Selected excerpt: Begin

The medical team of the center in New York came up with the information in a review report published in the Nature Medicine journal.
Columbia University Irving Medical Center was flooded with patients that provided the medical team some real experiences. However, they collected reports from other medical teams around the world in this regard, they said.
The review by the doctors shows that the coronavirus attacks virtually every major system in the human body, directly damaging organs and causing the blood to clot, the heart to lose its healthy rhythm, the kidneys to shed blood and protein and the skin to erupt in rashes.
It also causes headaches, dizziness, muscle aches, stomach pain and other symptoms along with classic respiratory symptoms like coughing and fever.
Dr. Aakriti Gupta, a cardiology fellow at Columbia who worked on the review, in a statement, said, "Physicians need to think of COVID-19 as a multisystem disease."
"There's a lot of news about clotting but it's also important to understand that a substantial proportion of these patients suffer kidney, heart, and brain damage, and physicians need to treat those conditions along with the respiratory disease," she added.
According to the report, much of the damages wrought by the virus appear to come because of its affinity for a receptor — a kind of molecular doorway into cells — called ACE2.

Selected excerpt: End

## Task requirements
Repeat the following portion of the report on COVID-19 as a multisystem disease word for word, starting with "The medical team of" and going on through "coughing and fever.".

Provided records: Begin

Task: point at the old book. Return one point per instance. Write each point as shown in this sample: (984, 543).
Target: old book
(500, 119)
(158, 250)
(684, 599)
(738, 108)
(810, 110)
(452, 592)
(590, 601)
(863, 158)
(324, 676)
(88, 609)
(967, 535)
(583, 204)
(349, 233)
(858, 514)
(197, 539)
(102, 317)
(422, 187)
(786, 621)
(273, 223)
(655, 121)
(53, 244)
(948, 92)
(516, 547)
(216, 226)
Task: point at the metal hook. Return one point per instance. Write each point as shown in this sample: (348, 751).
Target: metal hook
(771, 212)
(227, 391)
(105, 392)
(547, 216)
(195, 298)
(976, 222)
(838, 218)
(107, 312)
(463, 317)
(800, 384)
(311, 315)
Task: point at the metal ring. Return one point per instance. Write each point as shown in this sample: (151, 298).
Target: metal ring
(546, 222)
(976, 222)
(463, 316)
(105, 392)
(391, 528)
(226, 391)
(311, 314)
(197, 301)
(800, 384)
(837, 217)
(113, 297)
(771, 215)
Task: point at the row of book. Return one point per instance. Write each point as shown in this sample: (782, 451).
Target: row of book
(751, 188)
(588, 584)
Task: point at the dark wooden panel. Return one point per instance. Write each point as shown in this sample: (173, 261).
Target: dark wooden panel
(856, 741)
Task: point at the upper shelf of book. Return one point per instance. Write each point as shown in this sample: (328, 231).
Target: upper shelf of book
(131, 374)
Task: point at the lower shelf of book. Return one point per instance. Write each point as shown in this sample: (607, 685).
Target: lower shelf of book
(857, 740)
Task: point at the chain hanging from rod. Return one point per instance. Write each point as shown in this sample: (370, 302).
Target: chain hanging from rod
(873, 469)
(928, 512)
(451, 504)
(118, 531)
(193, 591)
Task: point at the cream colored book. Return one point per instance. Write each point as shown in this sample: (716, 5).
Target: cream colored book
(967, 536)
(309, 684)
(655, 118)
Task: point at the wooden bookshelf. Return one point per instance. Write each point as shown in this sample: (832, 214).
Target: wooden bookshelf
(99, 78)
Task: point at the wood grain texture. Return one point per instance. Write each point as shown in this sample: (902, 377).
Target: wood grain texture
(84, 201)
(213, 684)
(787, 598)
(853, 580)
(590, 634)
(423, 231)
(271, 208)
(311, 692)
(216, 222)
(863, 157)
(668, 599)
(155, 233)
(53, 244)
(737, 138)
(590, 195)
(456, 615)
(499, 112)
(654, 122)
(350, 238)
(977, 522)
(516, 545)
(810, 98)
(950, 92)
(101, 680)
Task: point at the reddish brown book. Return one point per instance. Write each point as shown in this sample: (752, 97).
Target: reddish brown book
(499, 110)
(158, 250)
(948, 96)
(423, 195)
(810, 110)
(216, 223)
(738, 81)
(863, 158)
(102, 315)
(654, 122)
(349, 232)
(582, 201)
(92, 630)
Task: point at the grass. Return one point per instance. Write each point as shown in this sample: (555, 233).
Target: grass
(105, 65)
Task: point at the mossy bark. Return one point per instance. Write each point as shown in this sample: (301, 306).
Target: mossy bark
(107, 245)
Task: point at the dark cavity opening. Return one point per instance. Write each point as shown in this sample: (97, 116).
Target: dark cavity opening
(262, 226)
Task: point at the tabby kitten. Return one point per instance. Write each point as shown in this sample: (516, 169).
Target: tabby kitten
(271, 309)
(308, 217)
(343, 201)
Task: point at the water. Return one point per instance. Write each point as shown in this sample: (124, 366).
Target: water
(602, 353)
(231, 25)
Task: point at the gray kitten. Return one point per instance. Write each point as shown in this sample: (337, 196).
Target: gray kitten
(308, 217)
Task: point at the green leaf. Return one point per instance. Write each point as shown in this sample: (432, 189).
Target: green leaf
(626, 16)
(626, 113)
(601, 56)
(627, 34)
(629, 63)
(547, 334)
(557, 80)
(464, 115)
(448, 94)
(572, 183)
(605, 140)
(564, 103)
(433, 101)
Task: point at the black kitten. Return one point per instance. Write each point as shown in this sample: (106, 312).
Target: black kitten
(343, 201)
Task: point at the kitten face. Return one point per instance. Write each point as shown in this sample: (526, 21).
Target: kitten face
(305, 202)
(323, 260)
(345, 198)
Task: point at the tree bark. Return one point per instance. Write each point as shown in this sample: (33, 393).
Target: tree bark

Provided records: End

## Result of this task
The medical team of the center in New York came up with the information in a review report published in the Nature Medicine journal.
Columbia University Irving Medical Center was flooded with patients that provided the medical team some real experiences. However, they collected reports from other medical teams around the world in this regard, they said.
The review by the doctors shows that the coronavirus attacks virtually every major system in the human body, directly damaging organs and causing the blood to clot, the heart to lose its healthy rhythm, the kidneys to shed blood and protein and the skin to erupt in rashes.
It also causes headaches, dizziness, muscle aches, stomach pain and other symptoms along with classic respiratory symptoms like coughing and fever.